• [Exercises to complete]:
1. In the forum thread, what expectation does Lucene have about a (Bulk)Scorer?
2. Copy the forum thread from "Posted by Arihant" up to and including "a common situation.", substituting "concurrency" for "multithreading".

• [Passage]:
━━━━━━━━━━
Posted by Arihant Samar <ar...@gmail.com>.
There was a Jira relating to GPU acceleration where it was mentioned that
Boolean Scorer has possibilities of GPU usage.
 So I was just checking first with multithreading in Java itself and
thought that this function may be amenable to parallelization.
Hence I was just giving it a try.
Will this not be useful if there are very long Boolean queries with a lot
of SHOULD clauses although I have no clue if this is a common situation.

I just need one more little help. Although some of the tests do give the
error Adrien mentioned that docs should be collected in the same thread
they were generated, but some tests also give wrong scores itself. Do you
see anything wrong in the synchronization I have done?
The synchronization I have done is basically creating an array of
matching.length size of Reentrant locks and just running the function
"ScoreWindowIntoBitSetAndReplay " with numScorer threads instead of the for
loop.
/// in BooleanScorer.java -> OrCollector -> collect function
Lock[idx].lock();
matching[idx] |= 1L << i;
final Bucket bucket = buckets[i];
bucket.freq++;
bucket.score += scorer.score();
Lock[idx].unlock();



On Mon, 21 Jun 2021 at 19:04, Adrien Grand <jp...@gmail.com> wrote:

> It should be possible to make something like this work. The main issue is
> that Lucene has the expectation that a (Bulk)Scorer is consumed in the
> thread where it was pulled, so this would require substantial changes to
> how BooleanScorer currently operates I believe.
━━━━━━━━━━
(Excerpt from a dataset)

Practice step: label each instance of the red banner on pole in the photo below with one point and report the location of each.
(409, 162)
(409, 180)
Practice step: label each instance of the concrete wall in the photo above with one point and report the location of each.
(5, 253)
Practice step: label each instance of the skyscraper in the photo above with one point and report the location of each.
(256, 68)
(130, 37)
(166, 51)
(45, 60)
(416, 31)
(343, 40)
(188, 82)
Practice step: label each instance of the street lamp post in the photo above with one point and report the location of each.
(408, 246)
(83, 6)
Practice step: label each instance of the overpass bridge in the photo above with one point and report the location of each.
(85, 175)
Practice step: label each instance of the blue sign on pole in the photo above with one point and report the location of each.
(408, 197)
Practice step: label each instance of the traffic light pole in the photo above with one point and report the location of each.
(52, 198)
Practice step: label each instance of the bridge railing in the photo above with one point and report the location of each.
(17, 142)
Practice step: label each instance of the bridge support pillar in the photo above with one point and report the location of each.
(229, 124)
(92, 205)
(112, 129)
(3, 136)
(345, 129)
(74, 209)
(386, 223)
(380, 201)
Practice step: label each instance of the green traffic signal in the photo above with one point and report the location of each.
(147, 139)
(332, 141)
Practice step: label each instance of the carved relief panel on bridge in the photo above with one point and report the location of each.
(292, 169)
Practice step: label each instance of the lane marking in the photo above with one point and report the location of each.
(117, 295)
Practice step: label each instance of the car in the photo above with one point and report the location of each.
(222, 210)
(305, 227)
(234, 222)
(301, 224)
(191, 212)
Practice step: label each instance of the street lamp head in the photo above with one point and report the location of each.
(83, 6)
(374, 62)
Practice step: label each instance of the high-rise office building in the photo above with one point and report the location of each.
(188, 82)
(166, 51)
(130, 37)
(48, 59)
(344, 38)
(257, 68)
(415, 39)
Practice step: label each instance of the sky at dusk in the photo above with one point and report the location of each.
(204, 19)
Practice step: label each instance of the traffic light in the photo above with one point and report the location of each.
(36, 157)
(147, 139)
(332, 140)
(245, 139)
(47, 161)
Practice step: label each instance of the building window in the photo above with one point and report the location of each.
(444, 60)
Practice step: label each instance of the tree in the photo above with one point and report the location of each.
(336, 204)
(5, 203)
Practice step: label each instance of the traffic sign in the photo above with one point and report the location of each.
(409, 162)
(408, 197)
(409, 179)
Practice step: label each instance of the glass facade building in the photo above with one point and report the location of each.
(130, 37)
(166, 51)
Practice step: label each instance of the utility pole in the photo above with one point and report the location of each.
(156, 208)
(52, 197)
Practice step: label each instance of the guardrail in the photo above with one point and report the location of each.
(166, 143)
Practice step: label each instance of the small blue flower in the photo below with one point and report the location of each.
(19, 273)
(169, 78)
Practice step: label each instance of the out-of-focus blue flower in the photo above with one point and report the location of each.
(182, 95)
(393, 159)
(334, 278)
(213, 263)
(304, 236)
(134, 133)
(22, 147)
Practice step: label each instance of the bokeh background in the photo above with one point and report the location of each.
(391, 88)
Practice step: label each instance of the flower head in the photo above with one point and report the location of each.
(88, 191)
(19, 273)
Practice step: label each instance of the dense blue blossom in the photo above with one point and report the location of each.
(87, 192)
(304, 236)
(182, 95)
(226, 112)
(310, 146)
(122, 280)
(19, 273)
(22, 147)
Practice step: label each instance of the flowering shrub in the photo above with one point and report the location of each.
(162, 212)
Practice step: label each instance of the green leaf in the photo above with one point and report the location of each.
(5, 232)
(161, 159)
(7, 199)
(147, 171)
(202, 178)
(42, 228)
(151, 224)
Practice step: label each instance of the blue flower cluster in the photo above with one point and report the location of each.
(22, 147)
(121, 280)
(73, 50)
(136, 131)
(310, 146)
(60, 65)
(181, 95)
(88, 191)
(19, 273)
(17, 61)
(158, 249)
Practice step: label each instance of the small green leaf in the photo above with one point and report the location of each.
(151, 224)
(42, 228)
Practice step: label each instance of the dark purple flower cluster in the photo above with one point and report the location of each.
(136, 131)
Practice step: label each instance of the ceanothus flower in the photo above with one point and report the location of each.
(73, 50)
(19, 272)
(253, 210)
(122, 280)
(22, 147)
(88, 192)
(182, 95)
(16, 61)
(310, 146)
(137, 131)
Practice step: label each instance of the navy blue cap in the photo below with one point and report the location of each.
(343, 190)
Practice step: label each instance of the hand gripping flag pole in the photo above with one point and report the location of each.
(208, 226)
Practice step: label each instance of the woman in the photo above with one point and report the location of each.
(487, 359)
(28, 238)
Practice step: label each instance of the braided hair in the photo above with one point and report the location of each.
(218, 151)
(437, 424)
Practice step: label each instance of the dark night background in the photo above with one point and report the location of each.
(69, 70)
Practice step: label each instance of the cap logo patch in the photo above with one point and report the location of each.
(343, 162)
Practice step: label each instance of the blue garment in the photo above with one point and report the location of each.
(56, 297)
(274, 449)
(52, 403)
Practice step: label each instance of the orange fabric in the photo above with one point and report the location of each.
━━━━━━━━━━
• [Full solutions]:
1. Lucene expects a (Bulk)Scorer to be consumed in the thread where it was pulled.

2.
Posted by Arihant Samar <ar...@gmail.com>.
There was a Jira relating to GPU acceleration where it was mentioned that
Boolean Scorer has possibilities of GPU usage.
 So I was just checking first with concurrency in Java itself and
thought that this function may be amenable to parallelization.
Hence I was just giving it a try.
Will this not be useful if there are very long Boolean queries with a lot
of SHOULD clauses although I have no clue if this is a common situation.